## SOURCE EXTRACT

================

In that spirit, here are 11 podcasts to keep you informed, make you smarter and, of course, entertain you. Hopefully you have some solid speakers or headphones handy — because you have a whole lot of listening to do.

The War on Cars
The War On Cars, co-hosted by Doug Gordon, Sarah Goodyear and Aaron Naparstek, advocates for livable streets and examines the intermingling between car culture and city life. In each 30- to 40-minute episode, the trio touches on developments pertaining to cars’ stranglehold on city planning and alternative ideas that could lead to safer, healthier and happier neighborhoods.

Every episode is interesting, but any Ray Bradbury fans out there should especially consider listening to The Pedestrian. The episode looks back at the author’s dystopian science-fiction story about the decline of walking amidst the rise of cars and features a conversation with four thought leaders about the benefits of walking and the societal costs of environments that restrict people’s ability to walk. One recent episode features a great conversation with New York Times contributor Jody Rosen about his new book and the bicycle’s status as the world’s preeminent vehicle.

Ear Hustle, from Radiotopia
The first podcast produced inside a prison, Ear Hustle focuses on the stories and daily lives of people living at California’s San Quentin State Prison and individuals who are building new lives post-incarceration. Co-created and co-hosted by Nigel Poor, a visual artist who works with incarcerated individuals at San Quentin, and current inmates Earlonne Woods and Antwan Williams, Ear Hustle gives listeners a unique insight into the realities of the American prison system.

Featuring interviews with other inmates and conversations about how people transition into or out of incarceration, each episode is nuanced and shows life inside prison from a different angle. Standout episodes include Yard of Dreams, an entertaining look at how sports impact prisoners’ day-to-day lives, and What is This, an exploration of how incarcerated individuals deal with a lack of sexual and romantic intimacy while in prison and what that often does to their relationships with others after being released.

Our Body Politic
Hosted by Farai Chideya, a journalist who has worked at organizations like NPR and The Intercept, Our Body Politic explores key political developments and how these events impact and are actively shaped by women of color. Released every Friday, episodes are typically a little less than an hour long and feature interviews that are designed to inspire listeners to approach the following week with a firm understanding of what’s going on and how they can impact their communities. The most recent episode is a great place for new listeners to start as it features a compilation of a few different past interviews that touch on the various ways people find or create joy in their lives.

Episodes of note for Next City readers include one about the destructive effects of racial violence after the deadly shooting in Buffalo, New York, and another that reexamines the Dakota Access Pipeline protests of 2016-2017 and the power of indigenous activism around the world.

99% Invisible, from Radiotopia
With nearly 500 episodes in its catalog, 99% Invisible has become an institution in the world of podcasting. Hosted by Roman Mars, the show explores the hidden design choices that create the world and structures around us. Examining everything from the dearth of complex middle-class housing options to the best ways to improve peoples’ experience riding the bus, the series does a fantastic job at intermixing complex topics and personal narratives to drive each episode forward.

================

## PROBLEMS TO SOLVE
A - Reproduce the passage of the podcast roundup that begins at the words "Ear Hustle, from" and ends after the words "American prison system.".
B - According to the podcast roundup, on what day of the week are episodes of Our Body Politic released?
Work from the podcast roundup alone.

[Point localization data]
================

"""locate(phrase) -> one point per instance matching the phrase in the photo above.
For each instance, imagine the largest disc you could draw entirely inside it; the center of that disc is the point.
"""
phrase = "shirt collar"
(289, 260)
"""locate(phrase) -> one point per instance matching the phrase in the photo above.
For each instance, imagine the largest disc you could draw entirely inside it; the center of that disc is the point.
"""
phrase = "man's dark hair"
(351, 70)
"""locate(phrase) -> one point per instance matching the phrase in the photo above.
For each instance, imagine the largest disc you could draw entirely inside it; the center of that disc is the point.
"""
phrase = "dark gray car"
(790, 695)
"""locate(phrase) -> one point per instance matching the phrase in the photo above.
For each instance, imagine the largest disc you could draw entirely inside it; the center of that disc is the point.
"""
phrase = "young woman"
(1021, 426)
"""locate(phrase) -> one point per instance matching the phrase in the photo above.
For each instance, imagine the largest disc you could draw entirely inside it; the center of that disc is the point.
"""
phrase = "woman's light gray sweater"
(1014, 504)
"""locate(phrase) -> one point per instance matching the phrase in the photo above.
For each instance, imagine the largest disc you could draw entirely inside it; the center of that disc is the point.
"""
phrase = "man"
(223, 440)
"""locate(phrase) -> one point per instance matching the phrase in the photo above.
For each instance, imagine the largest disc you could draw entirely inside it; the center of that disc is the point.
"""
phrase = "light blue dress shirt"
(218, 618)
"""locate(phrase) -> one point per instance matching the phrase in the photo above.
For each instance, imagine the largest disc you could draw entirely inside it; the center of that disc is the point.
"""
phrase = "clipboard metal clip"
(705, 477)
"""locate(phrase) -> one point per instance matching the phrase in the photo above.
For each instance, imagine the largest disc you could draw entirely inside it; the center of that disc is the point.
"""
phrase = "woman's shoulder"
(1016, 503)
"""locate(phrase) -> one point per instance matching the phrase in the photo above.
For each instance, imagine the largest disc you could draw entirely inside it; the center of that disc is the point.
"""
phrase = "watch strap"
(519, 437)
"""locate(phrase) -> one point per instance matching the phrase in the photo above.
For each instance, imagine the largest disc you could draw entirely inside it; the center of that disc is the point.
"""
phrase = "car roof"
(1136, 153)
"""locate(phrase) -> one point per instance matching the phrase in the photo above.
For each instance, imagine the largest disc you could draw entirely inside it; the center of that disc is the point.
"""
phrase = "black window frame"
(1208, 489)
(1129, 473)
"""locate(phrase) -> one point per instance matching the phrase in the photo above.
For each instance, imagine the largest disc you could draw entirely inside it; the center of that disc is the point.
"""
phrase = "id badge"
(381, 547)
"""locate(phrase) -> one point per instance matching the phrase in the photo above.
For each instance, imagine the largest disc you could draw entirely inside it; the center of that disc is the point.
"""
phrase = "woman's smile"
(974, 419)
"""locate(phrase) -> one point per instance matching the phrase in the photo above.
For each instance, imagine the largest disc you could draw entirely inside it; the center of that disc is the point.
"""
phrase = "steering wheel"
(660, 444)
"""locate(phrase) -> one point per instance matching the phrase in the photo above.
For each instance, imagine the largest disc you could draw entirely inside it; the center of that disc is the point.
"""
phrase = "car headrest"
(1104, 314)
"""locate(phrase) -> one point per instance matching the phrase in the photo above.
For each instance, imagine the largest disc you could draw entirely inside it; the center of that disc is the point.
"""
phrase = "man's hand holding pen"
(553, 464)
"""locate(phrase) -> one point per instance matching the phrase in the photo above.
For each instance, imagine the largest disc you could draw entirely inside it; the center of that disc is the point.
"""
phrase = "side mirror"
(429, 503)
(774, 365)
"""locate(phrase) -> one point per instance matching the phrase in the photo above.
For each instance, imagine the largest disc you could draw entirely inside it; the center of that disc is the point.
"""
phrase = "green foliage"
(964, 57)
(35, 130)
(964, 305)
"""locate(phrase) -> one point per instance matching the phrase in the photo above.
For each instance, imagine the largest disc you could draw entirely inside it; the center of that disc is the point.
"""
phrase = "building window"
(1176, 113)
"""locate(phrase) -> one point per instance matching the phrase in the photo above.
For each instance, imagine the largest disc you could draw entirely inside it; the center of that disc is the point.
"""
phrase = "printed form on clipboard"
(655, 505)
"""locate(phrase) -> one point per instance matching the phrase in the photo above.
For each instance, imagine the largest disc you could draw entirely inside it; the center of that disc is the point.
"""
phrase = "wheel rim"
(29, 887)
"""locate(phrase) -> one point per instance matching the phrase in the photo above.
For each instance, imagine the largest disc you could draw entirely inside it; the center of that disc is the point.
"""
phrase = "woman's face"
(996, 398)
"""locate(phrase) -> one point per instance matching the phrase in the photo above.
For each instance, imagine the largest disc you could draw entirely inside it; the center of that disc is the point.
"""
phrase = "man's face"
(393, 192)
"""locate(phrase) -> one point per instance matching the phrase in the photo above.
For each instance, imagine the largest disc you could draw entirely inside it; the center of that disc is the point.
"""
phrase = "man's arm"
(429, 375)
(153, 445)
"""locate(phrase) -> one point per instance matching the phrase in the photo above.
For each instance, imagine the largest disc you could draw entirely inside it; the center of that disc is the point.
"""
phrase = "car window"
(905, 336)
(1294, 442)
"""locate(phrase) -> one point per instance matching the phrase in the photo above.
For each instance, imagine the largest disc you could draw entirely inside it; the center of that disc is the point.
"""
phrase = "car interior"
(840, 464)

================

## ANSWERS TO THE EXERCISE
A -
Ear Hustle, from Radiotopia
The first podcast produced inside a prison, Ear Hustle focuses on the stories and daily lives of people living at California’s San Quentin State Prison and individuals who are building new lives post-incarceration. Co-created and co-hosted by Nigel Poor, a visual artist who works with incarcerated individuals at San Quentin, and current inmates Earlonne Woods and Antwan Williams, Ear Hustle gives listeners a unique insight into the realities of the American prison system.

B - Friday